■ **Records for this task**
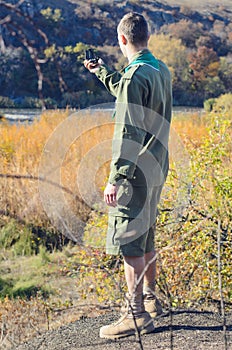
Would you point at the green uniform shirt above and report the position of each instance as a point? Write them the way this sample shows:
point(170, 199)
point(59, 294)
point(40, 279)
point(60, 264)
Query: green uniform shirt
point(142, 118)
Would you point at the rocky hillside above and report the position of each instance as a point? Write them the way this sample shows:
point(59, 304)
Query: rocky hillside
point(95, 22)
point(42, 45)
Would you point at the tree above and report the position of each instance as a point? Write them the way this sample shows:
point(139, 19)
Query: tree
point(17, 22)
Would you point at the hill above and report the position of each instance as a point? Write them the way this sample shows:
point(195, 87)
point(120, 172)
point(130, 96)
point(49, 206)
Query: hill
point(42, 46)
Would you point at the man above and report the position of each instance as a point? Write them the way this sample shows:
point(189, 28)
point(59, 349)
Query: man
point(139, 168)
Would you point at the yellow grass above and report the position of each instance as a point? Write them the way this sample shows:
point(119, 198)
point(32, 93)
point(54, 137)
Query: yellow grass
point(79, 145)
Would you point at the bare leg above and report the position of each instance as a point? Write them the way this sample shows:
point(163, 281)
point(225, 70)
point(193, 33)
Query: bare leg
point(133, 267)
point(150, 274)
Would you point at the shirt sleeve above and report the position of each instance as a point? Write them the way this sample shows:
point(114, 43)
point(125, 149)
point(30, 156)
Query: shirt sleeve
point(111, 79)
point(129, 131)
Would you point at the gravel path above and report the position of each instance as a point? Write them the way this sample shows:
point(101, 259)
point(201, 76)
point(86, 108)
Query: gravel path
point(190, 330)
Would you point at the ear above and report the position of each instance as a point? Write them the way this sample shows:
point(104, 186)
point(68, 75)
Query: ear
point(123, 39)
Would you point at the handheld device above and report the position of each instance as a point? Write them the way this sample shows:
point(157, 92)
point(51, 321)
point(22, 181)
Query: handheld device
point(90, 56)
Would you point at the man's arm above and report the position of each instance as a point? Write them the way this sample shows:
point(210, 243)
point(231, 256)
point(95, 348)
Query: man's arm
point(108, 77)
point(129, 133)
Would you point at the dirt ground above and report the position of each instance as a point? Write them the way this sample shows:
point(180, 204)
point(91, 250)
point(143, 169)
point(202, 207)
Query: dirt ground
point(184, 330)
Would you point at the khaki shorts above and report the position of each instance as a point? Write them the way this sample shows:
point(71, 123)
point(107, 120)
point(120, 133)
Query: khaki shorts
point(131, 225)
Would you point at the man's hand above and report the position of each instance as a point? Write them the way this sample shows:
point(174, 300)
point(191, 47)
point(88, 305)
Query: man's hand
point(93, 67)
point(110, 194)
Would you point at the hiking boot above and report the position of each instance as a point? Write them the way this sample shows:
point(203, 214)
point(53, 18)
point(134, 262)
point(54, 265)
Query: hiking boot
point(125, 326)
point(151, 304)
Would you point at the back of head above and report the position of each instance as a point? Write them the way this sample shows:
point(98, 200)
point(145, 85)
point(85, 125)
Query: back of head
point(135, 28)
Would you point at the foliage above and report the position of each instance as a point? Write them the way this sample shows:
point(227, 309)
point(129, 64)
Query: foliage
point(195, 214)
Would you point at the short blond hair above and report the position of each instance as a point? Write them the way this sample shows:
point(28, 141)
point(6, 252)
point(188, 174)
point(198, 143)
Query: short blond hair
point(134, 27)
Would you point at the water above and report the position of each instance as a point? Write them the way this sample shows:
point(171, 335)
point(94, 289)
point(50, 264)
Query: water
point(29, 115)
point(20, 115)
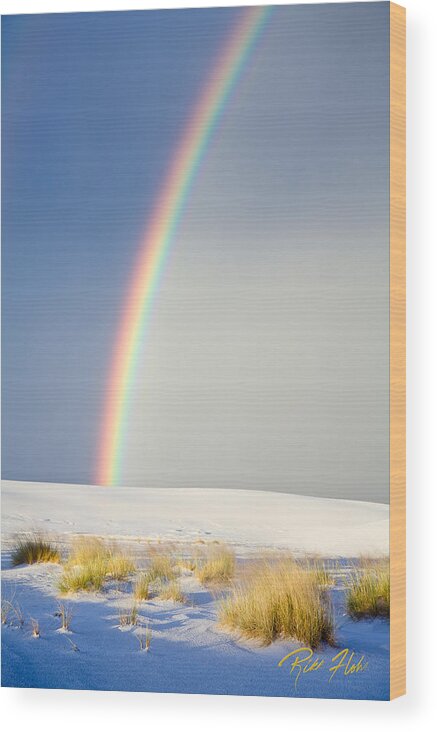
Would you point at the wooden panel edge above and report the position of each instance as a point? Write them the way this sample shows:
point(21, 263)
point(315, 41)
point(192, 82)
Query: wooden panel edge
point(397, 354)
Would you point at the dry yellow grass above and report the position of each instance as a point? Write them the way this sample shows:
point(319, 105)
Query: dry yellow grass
point(368, 589)
point(279, 599)
point(33, 549)
point(141, 587)
point(218, 566)
point(91, 563)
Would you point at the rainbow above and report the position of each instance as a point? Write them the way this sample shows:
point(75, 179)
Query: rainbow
point(159, 237)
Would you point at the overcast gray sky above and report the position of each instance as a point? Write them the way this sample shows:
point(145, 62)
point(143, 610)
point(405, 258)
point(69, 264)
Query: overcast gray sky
point(266, 364)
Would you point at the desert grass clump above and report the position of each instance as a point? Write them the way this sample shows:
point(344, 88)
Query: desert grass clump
point(91, 563)
point(65, 616)
point(368, 590)
point(218, 566)
point(172, 591)
point(33, 549)
point(279, 599)
point(141, 587)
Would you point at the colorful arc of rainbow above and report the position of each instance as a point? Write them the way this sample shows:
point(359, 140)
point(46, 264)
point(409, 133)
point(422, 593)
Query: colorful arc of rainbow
point(159, 236)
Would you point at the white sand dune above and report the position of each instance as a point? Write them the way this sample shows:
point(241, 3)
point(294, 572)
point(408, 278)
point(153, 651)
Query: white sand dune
point(189, 651)
point(250, 518)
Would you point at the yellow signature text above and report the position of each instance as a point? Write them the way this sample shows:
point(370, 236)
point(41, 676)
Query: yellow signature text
point(303, 661)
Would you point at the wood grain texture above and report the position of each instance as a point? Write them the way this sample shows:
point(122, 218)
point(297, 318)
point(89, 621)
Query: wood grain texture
point(397, 352)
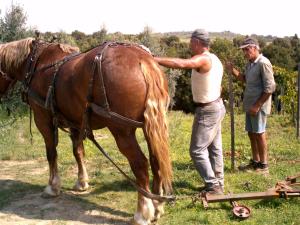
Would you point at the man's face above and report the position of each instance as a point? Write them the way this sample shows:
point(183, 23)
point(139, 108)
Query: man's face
point(250, 53)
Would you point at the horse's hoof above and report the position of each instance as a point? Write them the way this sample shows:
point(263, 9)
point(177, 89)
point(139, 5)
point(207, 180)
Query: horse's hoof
point(49, 193)
point(81, 186)
point(138, 219)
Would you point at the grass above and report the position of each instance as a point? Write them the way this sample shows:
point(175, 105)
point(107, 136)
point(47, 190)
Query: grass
point(111, 192)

■ **What is expected**
Copy out every one of the lines above word for word, but leave the pictures out.

■ **Task output**
Would you point at the green uniform shirt above and report the position of each instance as a point? Write them the way this sample shows:
point(170, 199)
point(59, 294)
point(40, 279)
point(60, 264)
Query: green uniform shirt
point(142, 118)
Would you point at the rocky hillside above and report the position of each instance as a point? Write them the way this sample shows:
point(59, 304)
Query: rocky hillside
point(95, 22)
point(42, 45)
Would you point at the tree above and report the position of each instance as a point? Write them the way this sample shows:
point(139, 19)
Query: tree
point(17, 22)
Would you point at the hill above and report the position of each instance as a point? Write them the way this sample shows:
point(195, 87)
point(120, 172)
point(130, 96)
point(49, 206)
Query: hill
point(42, 46)
Would you point at the man above and report the position of each instance as a point? Write them the way this sample shows:
point(189, 28)
point(59, 349)
Query: man
point(139, 168)
Would you point at the yellow grass above and report the position of each instance as a point? Write them the way this sample shows:
point(119, 198)
point(32, 93)
point(54, 137)
Query: yellow grass
point(79, 145)
Would you point at the bare leg above and report the position of each instance as a point? Write them the way this sample shows:
point(163, 281)
point(225, 70)
point(193, 33)
Query: bare leg
point(133, 267)
point(150, 274)
Would you point at the shirt sleeve above and report the position of each instance as a point? Write them the way this sample shows:
point(114, 43)
point(125, 149)
point(30, 156)
Query: shirt sleeve
point(111, 79)
point(129, 131)
Would you point at the gravel path above and report the position of each instance as a point? Write them the way this sample shows:
point(101, 259)
point(201, 76)
point(86, 108)
Query: gravel path
point(190, 330)
Would you point at the ear above and report the position of each instance as a point? Write them the way this sample shows:
point(104, 186)
point(68, 75)
Query: ear
point(123, 39)
Would you point at the handheld device above and report the position of each instance as a point? Write them the way this sample shows:
point(157, 92)
point(51, 321)
point(22, 181)
Query: handheld device
point(90, 56)
Would you point at the man's arm above and report the position of each instance as a point? Write them the way this sample shows:
point(210, 243)
point(231, 256)
point(95, 348)
Query: man's arm
point(108, 77)
point(129, 133)
Would you point at the dirt ground above and report the position of each instance as a point? Write them the way this sample shows:
point(180, 204)
point(91, 250)
point(143, 169)
point(202, 207)
Query: dirt ground
point(184, 330)
Would you point at the khaki shorts above and report the position of each instance as a point? Write them the way this sample shows:
point(71, 123)
point(107, 120)
point(120, 133)
Query: khaki shorts
point(131, 225)
Would you point at the man's hand above and report the position of each instance as a point? Write them the way this sample shows:
point(174, 300)
point(191, 47)
point(88, 305)
Query: man's hand
point(93, 67)
point(110, 194)
Would you point at the hiking boot above and report the position of each instance as a point? Write them the way this sample shows:
point(203, 214)
point(53, 18)
point(134, 262)
point(54, 265)
Query: hiking boot
point(125, 326)
point(151, 304)
Would you point at the back of head above and report the position of each instance as a point? Write them the way this sample shows:
point(98, 200)
point(145, 85)
point(85, 125)
Query: back of head
point(135, 28)
Would you point at the foliage above and report the position of each instance as a point? Write them the way this sample shows:
point(227, 309)
point(129, 64)
Query: foliage
point(195, 214)
Would you point at the short blond hair above and report the position of each instance as a point? Write them the way this sample shows:
point(28, 141)
point(6, 252)
point(188, 174)
point(198, 143)
Query: short blond hair
point(134, 27)
Would you point at the water above and report the position of each instance as a point? Write them the way this sample shows:
point(171, 335)
point(94, 289)
point(50, 264)
Query: water
point(29, 115)
point(20, 115)
Would you point at the wooden panel edge above and report the position of each instance as a point? Write them the way this sample shows:
point(21, 263)
point(315, 41)
point(192, 82)
Query: wooden panel edge
point(397, 354)
Would you point at the dry yellow grass above and report the position of each instance as a point? Write them the way this sample shows:
point(319, 105)
Query: dry yellow grass
point(368, 589)
point(279, 599)
point(33, 549)
point(141, 587)
point(218, 566)
point(91, 563)
Would you point at the rainbow above and report the position of each instance as a point? Write them the way this sample shows:
point(75, 179)
Query: rainbow
point(159, 237)
Would you point at the overcast gray sky above and report the position of each instance as a point? Write them the way this sample shows:
point(145, 62)
point(143, 610)
point(405, 258)
point(69, 264)
Query: overcast gray sky
point(266, 364)
Would you point at the desert grass clump above and report the position of each instance as a point? Write them the way this sample shows:
point(344, 88)
Query: desert grass clump
point(91, 563)
point(65, 616)
point(368, 590)
point(218, 566)
point(172, 591)
point(33, 549)
point(279, 599)
point(141, 587)
Would you point at the colorful arc of rainbow above and report the position of each instance as a point? Write them the way this sample shows:
point(359, 140)
point(46, 264)
point(409, 133)
point(422, 593)
Query: colorful arc of rainbow
point(159, 236)
Would you point at the white sand dune above and report the position of each instance as a point? Write them the way this sample shows:
point(241, 3)
point(294, 572)
point(408, 278)
point(153, 651)
Query: white sand dune
point(189, 651)
point(250, 518)
Would you point at the yellow signature text above and report the position of each instance as a point? Write them the way this sample shows:
point(370, 236)
point(41, 676)
Query: yellow signature text
point(303, 661)
Would you point at the wood grain texture above and report the position of each instance as a point? Write them the way this sample shows:
point(122, 218)
point(297, 318)
point(89, 621)
Query: wood grain texture
point(397, 352)
Would you point at the man's face above and report the position of each instance as a point? Write them the way this sample shows:
point(183, 23)
point(139, 108)
Query: man's face
point(250, 53)
Would you point at the horse's hoof above and report the position of each instance as a point? Write them the way this sample shows:
point(263, 9)
point(177, 89)
point(139, 5)
point(207, 180)
Query: horse's hoof
point(49, 193)
point(81, 186)
point(138, 219)
Would you point at the grass above and report the position of each instance as a point? Write them the way this sample shows:
point(175, 105)
point(107, 136)
point(47, 190)
Query: grass
point(111, 192)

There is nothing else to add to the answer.